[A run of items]
┌──
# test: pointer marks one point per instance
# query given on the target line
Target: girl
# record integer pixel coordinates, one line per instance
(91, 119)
└──
_TASK DETAILS_. Rewrite the items above as a two-column CSV with the header columns "item" and "answer", giving one row per item. Place each item's text and its answer in a single quoted field, and replace any line breaks with spaces.

_TASK OUTPUT_.
item,answer
"# test: pointer marks one point per instance # query given on the target line Target: girl # record integer pixel coordinates, one line per instance","(91, 119)"